● Task brief
Your task is to repeat each record verbatim, exactly as it was written.

[Opening Data for processing section]

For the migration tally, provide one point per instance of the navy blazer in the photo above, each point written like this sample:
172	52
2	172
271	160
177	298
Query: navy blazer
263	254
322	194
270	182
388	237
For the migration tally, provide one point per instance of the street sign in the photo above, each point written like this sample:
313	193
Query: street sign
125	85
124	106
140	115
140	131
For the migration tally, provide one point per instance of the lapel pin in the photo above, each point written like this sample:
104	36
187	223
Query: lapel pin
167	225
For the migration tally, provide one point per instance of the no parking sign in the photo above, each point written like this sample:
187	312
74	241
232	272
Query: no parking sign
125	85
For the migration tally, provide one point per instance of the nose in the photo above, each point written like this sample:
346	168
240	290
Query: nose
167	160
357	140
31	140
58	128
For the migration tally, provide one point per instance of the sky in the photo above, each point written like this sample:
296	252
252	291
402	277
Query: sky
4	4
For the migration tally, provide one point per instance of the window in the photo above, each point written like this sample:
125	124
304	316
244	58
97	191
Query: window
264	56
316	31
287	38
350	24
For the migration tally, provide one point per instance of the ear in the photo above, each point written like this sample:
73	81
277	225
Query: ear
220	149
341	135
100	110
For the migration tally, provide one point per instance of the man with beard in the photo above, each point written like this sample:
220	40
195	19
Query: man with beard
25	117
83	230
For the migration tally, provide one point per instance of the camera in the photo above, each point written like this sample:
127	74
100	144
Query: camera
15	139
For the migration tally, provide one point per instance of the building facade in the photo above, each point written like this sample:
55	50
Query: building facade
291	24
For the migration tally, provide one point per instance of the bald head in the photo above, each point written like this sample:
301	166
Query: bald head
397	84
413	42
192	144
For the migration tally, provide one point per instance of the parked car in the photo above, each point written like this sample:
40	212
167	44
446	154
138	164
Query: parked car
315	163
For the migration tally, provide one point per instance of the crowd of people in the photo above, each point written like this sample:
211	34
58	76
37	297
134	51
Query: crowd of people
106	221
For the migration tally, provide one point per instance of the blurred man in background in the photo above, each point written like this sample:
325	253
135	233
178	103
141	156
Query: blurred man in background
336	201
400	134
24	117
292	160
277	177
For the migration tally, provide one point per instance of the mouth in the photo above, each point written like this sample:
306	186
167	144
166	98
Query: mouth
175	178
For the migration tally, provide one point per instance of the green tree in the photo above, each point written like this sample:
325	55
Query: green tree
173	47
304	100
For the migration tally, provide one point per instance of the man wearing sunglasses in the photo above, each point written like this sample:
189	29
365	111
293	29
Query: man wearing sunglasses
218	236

[Closing Data for processing section]

● The answer
For the migration tally, provide one point per instance of the navy blazer in the photo above, each point written like this sample:
172	52
2	172
271	160
177	298
Query: navy blazer
263	254
322	194
270	182
388	237
For the migration tally, provide one point per instance of the street sign in the photo above, each point written like this sample:
313	193
Query: street sign
125	85
124	106
140	115
140	131
For the migration tally, provide one point per instance of the lapel pin in the photo above, each point written like this sample:
104	36
187	223
Query: lapel pin
167	225
For the migration tally, provide one point per instance of the no parking sign in the photo above, each point written like this sample:
187	312
74	241
232	272
Query: no parking sign
125	85
For the migration tally, provide one point per instance of the nose in the photo above, each point written like this sample:
346	168
240	290
Query: nose
167	160
357	140
31	140
58	128
For the migration tally, provide one point per instance of the sky in the photo above, each point written like this sample:
296	252
252	291
402	277
Query: sky
4	4
For the migration tally, provide one point per instance of the window in the photo above, each point written like this sample:
125	124
304	316
244	58
97	191
Query: window
264	56
316	31
287	38
350	24
For the migration tally, provide one point per instance of the ear in the photo above, each point written like this sample:
73	81
277	225
Query: ear
220	149
341	135
100	110
For the migration tally, provide one point per instance of the man with beard in the photo above, each point written like this sample:
220	40
195	19
Query: man with beard
25	117
83	230
For the migration tally, provide one point per instance of the camera in the photo above, each point written like this sample:
127	74
100	144
Query: camera
15	139
For the migration tally, provide one point per instance of the building facade in the photo above, each point written like this sample:
55	50
Query: building facade
291	24
For the migration tally, provide one point per instance of the bald head in the photo above, each point written like this sample:
301	166
Query: bald head
397	84
413	42
192	144
For the migration tally, provide one point per instance of the parked car in the photo above, each point written like this sample:
40	212
167	44
446	154
138	164
Query: parked car
315	163
For the migration tally, provide one point per instance of the crowd of people in the photo above, each point written like this sample:
211	34
58	76
37	297
134	51
Query: crowd of people
106	221
For the migration tally, provide one point per instance of the blurred man in background in the photo above, each point written like this sample:
325	253
135	233
178	103
141	156
Query: blurred man in background
336	201
400	134
24	117
292	160
277	177
For the migration tally, provide one point per instance of the mouth in the photo above, each point written like this sample:
306	186
167	144
166	98
Query: mouth
175	178
For the migration tally, provide one point per instance of the green tree in the photo above, each point written like this sample:
325	55
Query: green tree
173	47
304	100
For the migration tally, provide one point per instance of the man wearing sunglasses in the photo above, each point written like this sample:
189	29
365	111
293	29
Query: man wearing sunglasses
218	236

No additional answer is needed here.